Work item >>
Please say how many lines in the records below contain the word "microphone". Give the number and nothing more.

Task data >>
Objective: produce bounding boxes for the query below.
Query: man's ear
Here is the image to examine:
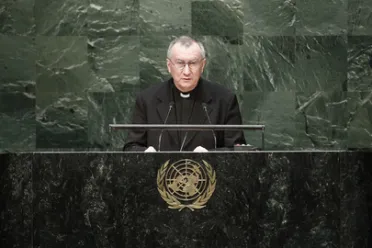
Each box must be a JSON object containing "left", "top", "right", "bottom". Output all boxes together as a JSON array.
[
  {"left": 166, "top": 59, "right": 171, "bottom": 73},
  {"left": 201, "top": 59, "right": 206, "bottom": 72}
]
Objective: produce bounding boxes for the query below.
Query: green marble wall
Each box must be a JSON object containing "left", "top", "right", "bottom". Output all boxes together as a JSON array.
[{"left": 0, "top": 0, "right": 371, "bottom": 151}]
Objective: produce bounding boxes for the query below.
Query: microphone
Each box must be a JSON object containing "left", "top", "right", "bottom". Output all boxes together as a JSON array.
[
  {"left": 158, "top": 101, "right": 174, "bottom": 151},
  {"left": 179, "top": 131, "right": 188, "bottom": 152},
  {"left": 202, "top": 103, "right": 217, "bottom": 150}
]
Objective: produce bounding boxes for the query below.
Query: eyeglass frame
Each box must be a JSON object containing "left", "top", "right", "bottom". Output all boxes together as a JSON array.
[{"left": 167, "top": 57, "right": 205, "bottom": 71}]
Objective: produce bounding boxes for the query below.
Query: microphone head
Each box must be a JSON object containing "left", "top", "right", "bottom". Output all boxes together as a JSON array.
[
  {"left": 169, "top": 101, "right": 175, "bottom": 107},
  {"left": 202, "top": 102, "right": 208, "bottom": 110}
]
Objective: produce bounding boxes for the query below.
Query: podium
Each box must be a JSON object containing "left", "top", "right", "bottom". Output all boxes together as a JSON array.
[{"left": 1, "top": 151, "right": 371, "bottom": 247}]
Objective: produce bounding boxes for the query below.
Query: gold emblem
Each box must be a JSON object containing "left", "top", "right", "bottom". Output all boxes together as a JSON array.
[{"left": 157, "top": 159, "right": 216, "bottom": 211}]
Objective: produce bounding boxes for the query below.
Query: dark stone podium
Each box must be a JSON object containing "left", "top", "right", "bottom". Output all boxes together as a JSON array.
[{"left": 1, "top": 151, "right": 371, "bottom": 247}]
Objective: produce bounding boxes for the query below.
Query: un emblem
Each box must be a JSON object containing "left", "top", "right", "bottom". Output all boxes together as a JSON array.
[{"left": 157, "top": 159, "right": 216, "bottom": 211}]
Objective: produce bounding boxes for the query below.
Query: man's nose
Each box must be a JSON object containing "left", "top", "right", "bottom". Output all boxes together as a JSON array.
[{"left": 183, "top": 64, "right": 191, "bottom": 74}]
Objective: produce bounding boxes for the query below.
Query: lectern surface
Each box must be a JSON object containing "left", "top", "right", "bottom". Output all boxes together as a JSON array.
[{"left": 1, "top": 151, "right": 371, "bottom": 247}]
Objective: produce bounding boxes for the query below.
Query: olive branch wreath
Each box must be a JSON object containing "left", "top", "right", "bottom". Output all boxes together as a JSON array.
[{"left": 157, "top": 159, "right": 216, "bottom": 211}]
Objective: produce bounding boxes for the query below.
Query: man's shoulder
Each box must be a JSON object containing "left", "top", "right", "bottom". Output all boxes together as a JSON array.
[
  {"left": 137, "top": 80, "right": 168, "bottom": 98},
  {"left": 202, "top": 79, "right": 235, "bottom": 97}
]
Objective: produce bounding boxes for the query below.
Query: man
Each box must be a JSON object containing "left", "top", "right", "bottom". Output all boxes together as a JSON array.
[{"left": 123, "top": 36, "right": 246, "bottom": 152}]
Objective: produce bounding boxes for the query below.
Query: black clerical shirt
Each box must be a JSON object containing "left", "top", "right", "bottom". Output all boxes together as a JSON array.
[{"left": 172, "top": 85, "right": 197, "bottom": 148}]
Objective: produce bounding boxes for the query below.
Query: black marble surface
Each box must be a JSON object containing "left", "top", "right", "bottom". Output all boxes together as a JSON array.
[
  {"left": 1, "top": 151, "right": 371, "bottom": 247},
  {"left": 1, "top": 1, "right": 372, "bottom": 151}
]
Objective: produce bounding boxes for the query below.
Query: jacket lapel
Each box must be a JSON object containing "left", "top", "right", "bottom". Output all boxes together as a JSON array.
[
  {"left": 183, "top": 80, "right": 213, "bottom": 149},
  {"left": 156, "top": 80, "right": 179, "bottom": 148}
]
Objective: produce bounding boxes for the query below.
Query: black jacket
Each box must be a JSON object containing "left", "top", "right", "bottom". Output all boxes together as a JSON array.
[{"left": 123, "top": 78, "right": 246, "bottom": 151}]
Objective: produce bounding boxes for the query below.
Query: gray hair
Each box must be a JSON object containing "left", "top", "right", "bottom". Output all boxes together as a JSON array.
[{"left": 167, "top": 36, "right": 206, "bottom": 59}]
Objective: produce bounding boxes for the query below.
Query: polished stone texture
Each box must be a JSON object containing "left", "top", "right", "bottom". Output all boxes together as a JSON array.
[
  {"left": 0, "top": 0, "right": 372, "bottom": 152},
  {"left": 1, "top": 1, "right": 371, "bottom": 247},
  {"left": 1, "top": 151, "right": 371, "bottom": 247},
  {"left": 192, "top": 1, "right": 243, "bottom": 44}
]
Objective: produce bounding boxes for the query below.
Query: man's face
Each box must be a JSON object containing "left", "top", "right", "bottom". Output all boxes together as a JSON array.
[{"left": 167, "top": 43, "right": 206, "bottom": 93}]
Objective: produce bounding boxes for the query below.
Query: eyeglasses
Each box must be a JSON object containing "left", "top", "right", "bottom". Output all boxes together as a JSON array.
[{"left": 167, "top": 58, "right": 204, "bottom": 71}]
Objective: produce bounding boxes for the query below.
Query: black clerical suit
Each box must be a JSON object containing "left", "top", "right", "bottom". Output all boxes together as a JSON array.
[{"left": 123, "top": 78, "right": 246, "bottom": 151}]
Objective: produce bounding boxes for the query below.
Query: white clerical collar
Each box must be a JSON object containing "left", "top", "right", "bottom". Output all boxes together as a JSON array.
* * *
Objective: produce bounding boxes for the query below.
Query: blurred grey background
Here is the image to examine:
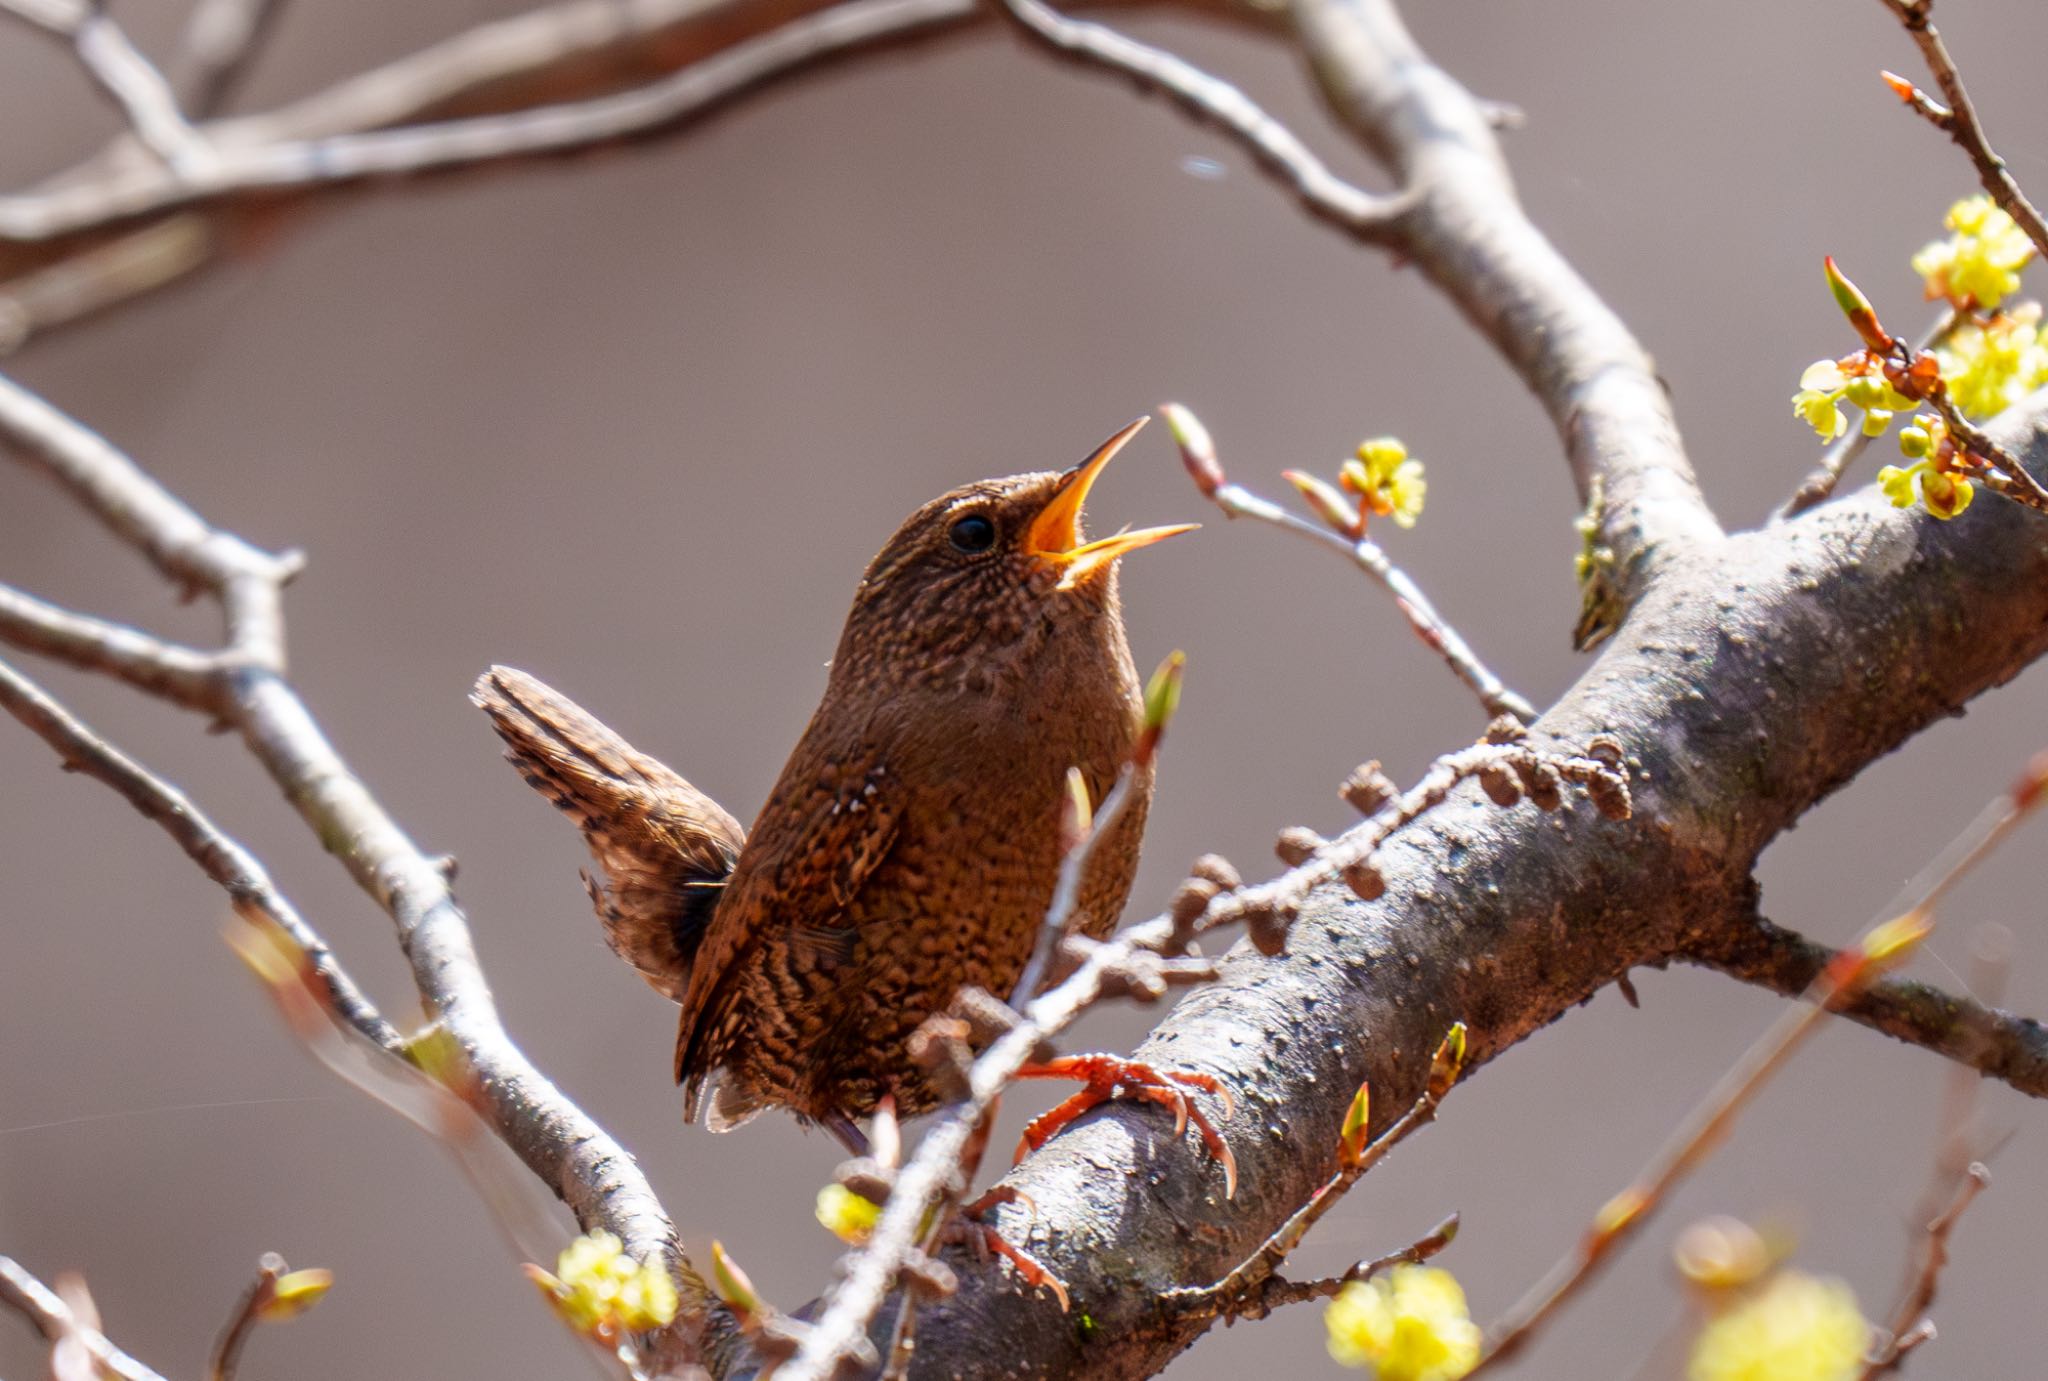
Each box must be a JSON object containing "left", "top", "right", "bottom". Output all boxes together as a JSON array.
* * *
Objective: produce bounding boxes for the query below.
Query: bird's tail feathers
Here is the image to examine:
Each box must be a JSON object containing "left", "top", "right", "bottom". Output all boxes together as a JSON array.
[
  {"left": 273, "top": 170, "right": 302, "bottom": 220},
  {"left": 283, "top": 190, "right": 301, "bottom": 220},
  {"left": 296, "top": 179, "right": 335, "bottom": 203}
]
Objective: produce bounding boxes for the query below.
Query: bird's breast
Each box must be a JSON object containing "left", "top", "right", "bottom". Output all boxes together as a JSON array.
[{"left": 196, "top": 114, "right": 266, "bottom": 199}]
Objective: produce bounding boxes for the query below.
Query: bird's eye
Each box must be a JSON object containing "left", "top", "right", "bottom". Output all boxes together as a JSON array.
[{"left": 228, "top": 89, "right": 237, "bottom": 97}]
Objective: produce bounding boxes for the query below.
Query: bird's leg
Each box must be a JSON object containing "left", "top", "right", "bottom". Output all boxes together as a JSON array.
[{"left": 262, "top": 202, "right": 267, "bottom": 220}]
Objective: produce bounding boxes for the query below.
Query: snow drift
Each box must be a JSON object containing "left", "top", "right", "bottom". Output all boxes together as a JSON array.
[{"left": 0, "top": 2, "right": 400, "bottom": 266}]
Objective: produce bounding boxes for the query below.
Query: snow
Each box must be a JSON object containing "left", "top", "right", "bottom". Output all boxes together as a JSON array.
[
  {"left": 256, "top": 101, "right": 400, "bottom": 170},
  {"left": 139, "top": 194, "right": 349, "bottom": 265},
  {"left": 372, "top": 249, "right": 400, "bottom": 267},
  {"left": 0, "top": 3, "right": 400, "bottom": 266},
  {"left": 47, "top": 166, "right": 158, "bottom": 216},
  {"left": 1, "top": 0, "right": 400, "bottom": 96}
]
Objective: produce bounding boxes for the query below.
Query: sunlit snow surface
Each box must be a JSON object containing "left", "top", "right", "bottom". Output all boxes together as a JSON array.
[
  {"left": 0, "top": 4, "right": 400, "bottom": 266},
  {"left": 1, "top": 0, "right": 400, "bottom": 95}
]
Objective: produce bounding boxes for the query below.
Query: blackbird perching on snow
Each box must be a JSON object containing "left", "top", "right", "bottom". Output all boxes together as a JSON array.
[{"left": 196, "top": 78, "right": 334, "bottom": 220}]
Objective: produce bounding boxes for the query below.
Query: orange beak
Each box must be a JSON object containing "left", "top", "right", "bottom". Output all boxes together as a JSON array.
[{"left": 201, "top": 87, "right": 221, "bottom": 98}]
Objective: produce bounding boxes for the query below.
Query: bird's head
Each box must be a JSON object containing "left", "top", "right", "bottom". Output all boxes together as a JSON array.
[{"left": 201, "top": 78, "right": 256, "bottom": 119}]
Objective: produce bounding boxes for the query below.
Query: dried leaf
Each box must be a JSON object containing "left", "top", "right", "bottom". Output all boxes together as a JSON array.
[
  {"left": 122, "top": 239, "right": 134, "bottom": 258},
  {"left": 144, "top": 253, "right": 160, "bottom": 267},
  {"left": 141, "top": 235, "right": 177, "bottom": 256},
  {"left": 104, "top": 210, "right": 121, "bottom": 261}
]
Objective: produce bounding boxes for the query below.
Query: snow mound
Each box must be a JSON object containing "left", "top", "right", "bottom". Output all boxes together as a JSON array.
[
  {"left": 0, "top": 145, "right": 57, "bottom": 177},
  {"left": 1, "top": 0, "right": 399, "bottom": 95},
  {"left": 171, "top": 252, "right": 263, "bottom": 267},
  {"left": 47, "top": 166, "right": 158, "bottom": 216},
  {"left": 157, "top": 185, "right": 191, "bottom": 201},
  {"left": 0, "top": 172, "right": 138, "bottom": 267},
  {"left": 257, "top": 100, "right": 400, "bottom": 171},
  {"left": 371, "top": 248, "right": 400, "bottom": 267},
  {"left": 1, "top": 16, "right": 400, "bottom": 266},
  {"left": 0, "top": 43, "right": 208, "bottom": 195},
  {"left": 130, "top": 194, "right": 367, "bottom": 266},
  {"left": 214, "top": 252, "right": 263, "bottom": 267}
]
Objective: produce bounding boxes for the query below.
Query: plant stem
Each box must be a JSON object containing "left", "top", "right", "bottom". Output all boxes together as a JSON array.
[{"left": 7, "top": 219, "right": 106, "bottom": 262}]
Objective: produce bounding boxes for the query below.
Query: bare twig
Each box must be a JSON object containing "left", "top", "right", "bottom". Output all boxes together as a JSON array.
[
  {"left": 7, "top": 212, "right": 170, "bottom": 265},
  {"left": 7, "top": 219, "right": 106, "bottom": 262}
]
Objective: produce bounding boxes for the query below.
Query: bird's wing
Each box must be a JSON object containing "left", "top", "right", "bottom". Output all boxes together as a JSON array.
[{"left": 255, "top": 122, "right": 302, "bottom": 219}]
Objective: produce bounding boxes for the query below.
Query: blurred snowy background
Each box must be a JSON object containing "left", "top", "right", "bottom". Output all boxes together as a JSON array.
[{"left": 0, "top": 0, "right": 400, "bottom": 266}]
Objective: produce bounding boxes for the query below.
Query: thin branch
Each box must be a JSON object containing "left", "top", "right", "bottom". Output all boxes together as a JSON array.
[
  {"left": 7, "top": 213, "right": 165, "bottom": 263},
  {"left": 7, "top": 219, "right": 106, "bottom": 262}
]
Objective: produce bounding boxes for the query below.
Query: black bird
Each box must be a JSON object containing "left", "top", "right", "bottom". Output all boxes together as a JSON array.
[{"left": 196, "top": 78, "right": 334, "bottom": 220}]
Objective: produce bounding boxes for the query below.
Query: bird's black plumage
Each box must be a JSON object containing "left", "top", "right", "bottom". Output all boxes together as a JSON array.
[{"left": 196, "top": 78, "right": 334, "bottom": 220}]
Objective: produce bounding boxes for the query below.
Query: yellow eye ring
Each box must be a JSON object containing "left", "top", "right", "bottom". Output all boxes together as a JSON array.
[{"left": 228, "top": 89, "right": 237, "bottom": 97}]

Solution to the exercise >>
2